**Job**:
Transcribe precisely those lines of the listing that fall between the line containing "Where can the wristwatch" and the last line, inclusive of both.

-- Records shown start --

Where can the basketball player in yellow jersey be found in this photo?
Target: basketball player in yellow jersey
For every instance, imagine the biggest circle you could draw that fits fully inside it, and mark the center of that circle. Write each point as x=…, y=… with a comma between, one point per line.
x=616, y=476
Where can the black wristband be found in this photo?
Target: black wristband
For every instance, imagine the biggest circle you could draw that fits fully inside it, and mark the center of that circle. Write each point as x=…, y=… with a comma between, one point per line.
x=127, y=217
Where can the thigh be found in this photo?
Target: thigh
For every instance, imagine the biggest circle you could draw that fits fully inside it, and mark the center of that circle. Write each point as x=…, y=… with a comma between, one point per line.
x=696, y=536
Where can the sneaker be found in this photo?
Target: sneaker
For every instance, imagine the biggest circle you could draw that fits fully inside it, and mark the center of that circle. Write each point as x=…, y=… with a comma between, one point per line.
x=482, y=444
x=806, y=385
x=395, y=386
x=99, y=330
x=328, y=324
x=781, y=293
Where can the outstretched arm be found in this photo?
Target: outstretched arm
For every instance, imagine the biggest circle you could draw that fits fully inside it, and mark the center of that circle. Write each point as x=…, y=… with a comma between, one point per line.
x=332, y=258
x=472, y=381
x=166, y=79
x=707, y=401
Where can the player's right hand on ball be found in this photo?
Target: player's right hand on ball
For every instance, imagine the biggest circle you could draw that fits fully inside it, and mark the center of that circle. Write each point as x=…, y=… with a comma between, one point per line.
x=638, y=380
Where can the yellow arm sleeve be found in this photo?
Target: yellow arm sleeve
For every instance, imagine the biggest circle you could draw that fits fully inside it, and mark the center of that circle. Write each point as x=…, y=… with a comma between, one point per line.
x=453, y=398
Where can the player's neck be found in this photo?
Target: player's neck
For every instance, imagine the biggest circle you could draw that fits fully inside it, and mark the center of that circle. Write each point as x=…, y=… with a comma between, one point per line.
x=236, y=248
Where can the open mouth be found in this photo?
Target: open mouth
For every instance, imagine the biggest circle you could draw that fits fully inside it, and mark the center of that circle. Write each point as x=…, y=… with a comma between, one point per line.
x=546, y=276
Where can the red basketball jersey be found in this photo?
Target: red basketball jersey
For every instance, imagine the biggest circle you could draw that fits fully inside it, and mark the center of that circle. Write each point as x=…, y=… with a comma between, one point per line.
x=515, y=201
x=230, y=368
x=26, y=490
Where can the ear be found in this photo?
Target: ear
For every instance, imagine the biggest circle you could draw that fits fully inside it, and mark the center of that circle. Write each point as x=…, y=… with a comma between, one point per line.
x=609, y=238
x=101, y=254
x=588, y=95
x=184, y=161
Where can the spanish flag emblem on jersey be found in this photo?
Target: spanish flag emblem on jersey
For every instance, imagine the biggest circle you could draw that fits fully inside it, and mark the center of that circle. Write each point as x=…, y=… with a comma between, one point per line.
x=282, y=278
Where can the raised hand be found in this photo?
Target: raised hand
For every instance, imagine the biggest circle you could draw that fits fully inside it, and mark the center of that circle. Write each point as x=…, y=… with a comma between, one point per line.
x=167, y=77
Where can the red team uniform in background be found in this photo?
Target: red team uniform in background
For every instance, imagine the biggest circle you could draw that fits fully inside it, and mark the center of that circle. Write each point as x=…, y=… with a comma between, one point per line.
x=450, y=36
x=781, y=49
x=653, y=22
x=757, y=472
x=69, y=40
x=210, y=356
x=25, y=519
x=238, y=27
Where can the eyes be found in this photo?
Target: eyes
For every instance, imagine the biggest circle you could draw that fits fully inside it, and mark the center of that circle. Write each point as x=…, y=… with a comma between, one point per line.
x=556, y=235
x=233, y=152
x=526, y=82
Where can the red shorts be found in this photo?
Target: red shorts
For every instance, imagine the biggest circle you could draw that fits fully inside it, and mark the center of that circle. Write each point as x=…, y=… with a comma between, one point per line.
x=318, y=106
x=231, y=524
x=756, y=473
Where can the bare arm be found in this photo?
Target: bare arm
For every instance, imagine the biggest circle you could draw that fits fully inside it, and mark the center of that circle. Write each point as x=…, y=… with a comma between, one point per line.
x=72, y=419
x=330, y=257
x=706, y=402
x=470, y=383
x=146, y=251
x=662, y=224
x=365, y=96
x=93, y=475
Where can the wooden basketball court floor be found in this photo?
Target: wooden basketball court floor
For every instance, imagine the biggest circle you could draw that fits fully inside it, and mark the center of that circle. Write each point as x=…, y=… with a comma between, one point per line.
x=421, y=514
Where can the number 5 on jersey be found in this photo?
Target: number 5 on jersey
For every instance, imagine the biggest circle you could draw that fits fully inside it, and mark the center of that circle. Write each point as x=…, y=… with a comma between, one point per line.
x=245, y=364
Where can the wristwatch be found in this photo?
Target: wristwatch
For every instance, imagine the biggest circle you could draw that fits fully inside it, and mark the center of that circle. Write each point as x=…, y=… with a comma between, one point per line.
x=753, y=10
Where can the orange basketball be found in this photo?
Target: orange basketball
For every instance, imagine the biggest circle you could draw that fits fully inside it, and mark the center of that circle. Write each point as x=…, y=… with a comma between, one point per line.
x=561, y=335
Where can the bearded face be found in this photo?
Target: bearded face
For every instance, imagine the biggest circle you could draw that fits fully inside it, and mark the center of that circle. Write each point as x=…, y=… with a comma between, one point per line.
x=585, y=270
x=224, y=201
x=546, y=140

-- Records shown end --

**Full solution**:
Where can the wristwatch be found in this photo?
Target: wristwatch
For every instance, imagine the biggest circle you could draw that fits fully inside it, and mark the center of that circle. Write each point as x=…, y=… with a comma between, one point per line.
x=753, y=10
Where can the orange basketball be found in this photo?
Target: orange basketball
For every instance, imagine the biggest circle you could draw that fits fully inside it, and mark the center of that circle. Write each point as x=…, y=… with a comma between, one point per line.
x=561, y=335
Where can the bearded face be found in this photo?
Target: bearded face
For every instance, imagine the biggest circle you could draw that fits fully inside it, and mark the center of that circle. Write each point as x=…, y=… with a comma between, one point per line.
x=585, y=270
x=224, y=201
x=546, y=140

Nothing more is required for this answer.